[Supplied information]:
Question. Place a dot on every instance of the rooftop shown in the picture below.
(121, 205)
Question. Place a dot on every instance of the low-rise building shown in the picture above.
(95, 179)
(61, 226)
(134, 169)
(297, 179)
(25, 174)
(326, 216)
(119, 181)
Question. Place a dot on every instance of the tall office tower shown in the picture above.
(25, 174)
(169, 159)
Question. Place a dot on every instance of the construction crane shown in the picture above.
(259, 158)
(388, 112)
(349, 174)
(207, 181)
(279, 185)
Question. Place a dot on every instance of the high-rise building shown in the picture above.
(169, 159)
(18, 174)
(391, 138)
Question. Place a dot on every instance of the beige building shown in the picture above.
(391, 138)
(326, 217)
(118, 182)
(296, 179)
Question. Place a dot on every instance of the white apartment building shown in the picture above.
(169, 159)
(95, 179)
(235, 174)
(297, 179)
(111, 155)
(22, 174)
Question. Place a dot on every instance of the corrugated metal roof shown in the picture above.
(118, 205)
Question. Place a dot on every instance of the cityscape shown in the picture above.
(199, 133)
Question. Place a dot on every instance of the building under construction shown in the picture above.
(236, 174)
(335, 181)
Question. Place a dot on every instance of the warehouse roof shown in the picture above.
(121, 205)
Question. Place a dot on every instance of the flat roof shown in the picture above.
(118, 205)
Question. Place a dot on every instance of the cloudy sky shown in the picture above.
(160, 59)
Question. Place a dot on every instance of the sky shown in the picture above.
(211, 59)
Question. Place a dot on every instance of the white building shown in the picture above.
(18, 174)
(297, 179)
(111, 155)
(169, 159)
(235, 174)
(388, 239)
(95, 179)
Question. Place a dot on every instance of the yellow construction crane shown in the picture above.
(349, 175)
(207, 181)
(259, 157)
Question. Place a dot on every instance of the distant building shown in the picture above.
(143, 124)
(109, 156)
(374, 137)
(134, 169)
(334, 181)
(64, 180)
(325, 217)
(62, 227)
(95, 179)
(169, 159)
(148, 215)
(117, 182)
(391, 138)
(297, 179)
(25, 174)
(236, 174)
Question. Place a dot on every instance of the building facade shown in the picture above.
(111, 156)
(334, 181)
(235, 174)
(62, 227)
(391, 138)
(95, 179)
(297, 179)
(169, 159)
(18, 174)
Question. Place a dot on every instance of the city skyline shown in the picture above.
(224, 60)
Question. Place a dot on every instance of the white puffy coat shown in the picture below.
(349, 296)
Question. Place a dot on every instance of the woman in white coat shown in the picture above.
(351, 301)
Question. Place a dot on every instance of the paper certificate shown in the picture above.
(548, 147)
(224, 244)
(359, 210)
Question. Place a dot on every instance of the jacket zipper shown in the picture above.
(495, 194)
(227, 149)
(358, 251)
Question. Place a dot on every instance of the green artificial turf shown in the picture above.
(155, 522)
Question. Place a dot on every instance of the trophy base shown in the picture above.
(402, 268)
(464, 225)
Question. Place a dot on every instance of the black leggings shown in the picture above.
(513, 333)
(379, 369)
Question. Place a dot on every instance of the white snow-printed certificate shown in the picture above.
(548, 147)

[Instructions to follow]: Output all entries exactly as given above.

[Output]:
Question. Place a dot on every instance of the rooftop shown in the picture below.
(121, 205)
Question. Place a dot on every instance of the low-rise building shown in the picture above.
(95, 179)
(61, 226)
(134, 169)
(297, 179)
(25, 174)
(326, 216)
(119, 181)
Question. Place a dot on every instance of the tall office tower shown in the picture above.
(25, 174)
(169, 159)
Question. Place a dot on every instance of the construction crane shown in the picture above.
(259, 158)
(388, 112)
(349, 174)
(207, 181)
(279, 185)
Question. Place a dot on every instance of the high-rise building shown in the picture above.
(169, 159)
(18, 174)
(391, 138)
Question. Place a dot on every instance of the beige building shown in the picture above.
(391, 138)
(326, 217)
(118, 182)
(296, 179)
Question. Place a dot on every instance of the white apartment building shown in the picture above.
(169, 159)
(95, 179)
(235, 174)
(297, 179)
(111, 155)
(22, 174)
Question. Place a dot on every instance of the corrugated metal roof shown in the picture above.
(118, 205)
Question. Place a dot on every instance of the cityscape shown in the picture above.
(199, 133)
Question. Place a dot on every instance of the building under construction shown in the picture above.
(236, 174)
(335, 181)
Question. Place a dot on every instance of the warehouse roof shown in the picture above.
(121, 205)
Question. Place a dot on every instance of the flat roof shown in the picture above.
(118, 205)
Question. Place a dot on every instance of the cloudy sky shown in the picture above.
(160, 59)
Question. Place a dot on every instance of the sky shown in the picture above.
(211, 59)
Question. Place a dot on every instance of the white building shown in the picture above.
(18, 174)
(297, 179)
(111, 155)
(169, 159)
(235, 174)
(388, 239)
(95, 179)
Question. Place a dot on every instance of the yellow construction crane shown in the picture above.
(349, 175)
(207, 181)
(259, 157)
Question. Place a dot on every instance of the distant building shown in the picture above.
(143, 124)
(109, 156)
(374, 137)
(134, 169)
(334, 181)
(64, 180)
(325, 217)
(62, 227)
(95, 179)
(169, 159)
(148, 215)
(117, 182)
(391, 138)
(297, 179)
(25, 174)
(236, 174)
Question. Place a dot on every instance of the building facade shown in the picture above.
(111, 156)
(334, 181)
(235, 174)
(62, 227)
(391, 138)
(95, 179)
(297, 179)
(169, 159)
(18, 174)
Question. Place a dot on every instance of the city skyline shown in the picture above.
(224, 60)
Question. Place a dot on every instance of the white puffy coat shown in the picture below.
(349, 296)
Question. Place a dot on every instance of the woman in white coat shown in the picture above.
(351, 301)
Question. Place a dot on every instance of the paper certificate shown in the picture above.
(548, 147)
(224, 244)
(359, 210)
Question. Place a dot on every instance of the jacket zipper shown in the picture above.
(495, 194)
(227, 149)
(358, 251)
Question. Place a dot on every instance of the green artificial turf shown in the picture above.
(155, 522)
Question. Place a dot on every instance of the trophy base shown in the picture above.
(402, 268)
(464, 225)
Question. Place a dot on every instance of the black leggings shown in the picture above.
(513, 333)
(379, 369)
Question. Place a dot on every instance of the white snow-printed certificate shown in the picture above.
(548, 147)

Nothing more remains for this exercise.